(Instructions for the task): Locate the line that contains "of the pendant". Reproduce it and all following lines up to the end of the material, exactly and with nothing added.

(The records):

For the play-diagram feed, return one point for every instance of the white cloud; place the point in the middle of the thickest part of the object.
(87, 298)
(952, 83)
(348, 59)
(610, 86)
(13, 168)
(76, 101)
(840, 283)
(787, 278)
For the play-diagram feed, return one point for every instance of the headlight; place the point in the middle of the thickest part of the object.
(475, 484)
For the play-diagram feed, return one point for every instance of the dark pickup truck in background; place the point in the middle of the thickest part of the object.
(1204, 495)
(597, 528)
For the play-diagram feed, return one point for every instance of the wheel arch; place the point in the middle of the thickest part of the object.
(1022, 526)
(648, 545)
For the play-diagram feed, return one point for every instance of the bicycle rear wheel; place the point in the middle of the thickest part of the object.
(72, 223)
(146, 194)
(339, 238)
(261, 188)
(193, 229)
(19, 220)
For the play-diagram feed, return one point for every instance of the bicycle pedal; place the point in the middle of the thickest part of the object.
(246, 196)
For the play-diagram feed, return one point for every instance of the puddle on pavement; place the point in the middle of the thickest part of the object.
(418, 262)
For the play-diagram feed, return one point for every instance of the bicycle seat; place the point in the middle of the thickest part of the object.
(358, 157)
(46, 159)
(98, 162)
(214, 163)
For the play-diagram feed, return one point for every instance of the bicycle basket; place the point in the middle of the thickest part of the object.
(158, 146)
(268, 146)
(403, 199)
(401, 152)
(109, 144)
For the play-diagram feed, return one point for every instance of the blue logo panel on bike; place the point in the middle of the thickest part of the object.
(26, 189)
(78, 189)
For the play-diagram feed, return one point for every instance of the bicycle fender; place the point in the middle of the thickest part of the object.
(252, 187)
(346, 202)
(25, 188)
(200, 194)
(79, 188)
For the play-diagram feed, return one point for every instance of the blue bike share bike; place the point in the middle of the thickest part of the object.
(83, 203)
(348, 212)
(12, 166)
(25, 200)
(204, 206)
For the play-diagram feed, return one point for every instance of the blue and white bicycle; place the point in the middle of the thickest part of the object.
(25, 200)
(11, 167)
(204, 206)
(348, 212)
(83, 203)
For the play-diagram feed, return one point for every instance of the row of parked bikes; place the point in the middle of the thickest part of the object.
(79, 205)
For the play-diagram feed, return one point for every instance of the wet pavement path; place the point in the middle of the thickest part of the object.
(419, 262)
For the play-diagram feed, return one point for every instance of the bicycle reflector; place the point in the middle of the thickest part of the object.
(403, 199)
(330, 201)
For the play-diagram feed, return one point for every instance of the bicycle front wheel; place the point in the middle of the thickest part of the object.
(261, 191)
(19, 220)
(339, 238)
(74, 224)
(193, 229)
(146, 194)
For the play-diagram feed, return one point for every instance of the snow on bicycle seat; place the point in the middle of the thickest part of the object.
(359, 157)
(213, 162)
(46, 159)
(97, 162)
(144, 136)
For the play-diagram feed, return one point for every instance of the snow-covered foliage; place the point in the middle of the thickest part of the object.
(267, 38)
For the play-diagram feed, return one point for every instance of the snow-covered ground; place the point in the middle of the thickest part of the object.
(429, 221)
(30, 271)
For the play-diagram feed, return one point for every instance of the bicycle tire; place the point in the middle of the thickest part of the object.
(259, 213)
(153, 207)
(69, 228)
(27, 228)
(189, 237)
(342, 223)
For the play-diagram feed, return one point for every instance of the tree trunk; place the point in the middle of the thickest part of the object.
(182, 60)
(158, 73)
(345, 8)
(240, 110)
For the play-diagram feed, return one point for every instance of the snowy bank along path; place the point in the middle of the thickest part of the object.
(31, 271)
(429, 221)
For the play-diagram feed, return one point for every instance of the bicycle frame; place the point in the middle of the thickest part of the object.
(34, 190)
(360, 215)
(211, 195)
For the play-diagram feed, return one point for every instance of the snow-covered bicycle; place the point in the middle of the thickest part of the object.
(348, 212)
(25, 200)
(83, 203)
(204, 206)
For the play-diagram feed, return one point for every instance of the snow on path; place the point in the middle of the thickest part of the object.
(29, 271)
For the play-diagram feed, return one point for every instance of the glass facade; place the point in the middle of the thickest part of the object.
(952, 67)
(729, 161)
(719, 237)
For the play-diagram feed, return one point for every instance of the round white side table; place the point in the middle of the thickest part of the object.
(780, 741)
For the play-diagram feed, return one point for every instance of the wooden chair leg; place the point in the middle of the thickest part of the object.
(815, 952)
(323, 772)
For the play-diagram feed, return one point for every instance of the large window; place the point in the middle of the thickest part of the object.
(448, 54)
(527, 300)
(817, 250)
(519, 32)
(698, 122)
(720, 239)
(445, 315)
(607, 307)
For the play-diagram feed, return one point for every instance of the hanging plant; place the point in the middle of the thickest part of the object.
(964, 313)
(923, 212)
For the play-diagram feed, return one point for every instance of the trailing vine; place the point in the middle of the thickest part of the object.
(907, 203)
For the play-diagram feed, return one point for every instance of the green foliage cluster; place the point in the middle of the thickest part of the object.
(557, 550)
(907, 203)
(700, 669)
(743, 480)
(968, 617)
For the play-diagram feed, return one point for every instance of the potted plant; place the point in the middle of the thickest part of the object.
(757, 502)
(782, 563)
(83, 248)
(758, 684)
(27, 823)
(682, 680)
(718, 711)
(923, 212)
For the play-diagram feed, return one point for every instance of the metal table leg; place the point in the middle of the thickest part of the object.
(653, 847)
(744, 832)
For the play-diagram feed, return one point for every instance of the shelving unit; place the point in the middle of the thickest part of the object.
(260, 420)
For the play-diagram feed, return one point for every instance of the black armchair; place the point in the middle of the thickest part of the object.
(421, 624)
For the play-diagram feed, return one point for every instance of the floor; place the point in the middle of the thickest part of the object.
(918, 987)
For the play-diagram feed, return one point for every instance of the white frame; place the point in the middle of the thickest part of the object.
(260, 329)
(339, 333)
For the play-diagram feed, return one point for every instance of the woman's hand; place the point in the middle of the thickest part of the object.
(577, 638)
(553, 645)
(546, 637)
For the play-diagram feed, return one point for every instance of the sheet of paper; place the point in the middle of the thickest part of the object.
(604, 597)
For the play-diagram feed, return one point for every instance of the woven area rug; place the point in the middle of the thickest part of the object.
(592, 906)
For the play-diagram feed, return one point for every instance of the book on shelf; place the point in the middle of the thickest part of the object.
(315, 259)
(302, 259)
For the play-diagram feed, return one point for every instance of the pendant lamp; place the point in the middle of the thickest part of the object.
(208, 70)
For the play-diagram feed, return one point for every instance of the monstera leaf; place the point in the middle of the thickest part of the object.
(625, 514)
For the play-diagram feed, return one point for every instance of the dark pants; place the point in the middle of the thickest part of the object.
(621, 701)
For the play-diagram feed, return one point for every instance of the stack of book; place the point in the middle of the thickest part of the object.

(Reply):
For the play-diagram feed, return one point for every instance of the pendant lamp; place the point in the middle of the thickest part of the object.
(208, 70)
For the play-diagram feed, return one point for every instance of the monstera leaf; place the point in the middle of the thickest part of the object.
(625, 514)
For the play-diagram feed, return one point for every instance of the dark pants; place the point in the middle of the thickest part of the object.
(621, 701)
For the play-diagram feed, return one point for every instance of the stack of book; place the point in the middle of the thickest part of the object.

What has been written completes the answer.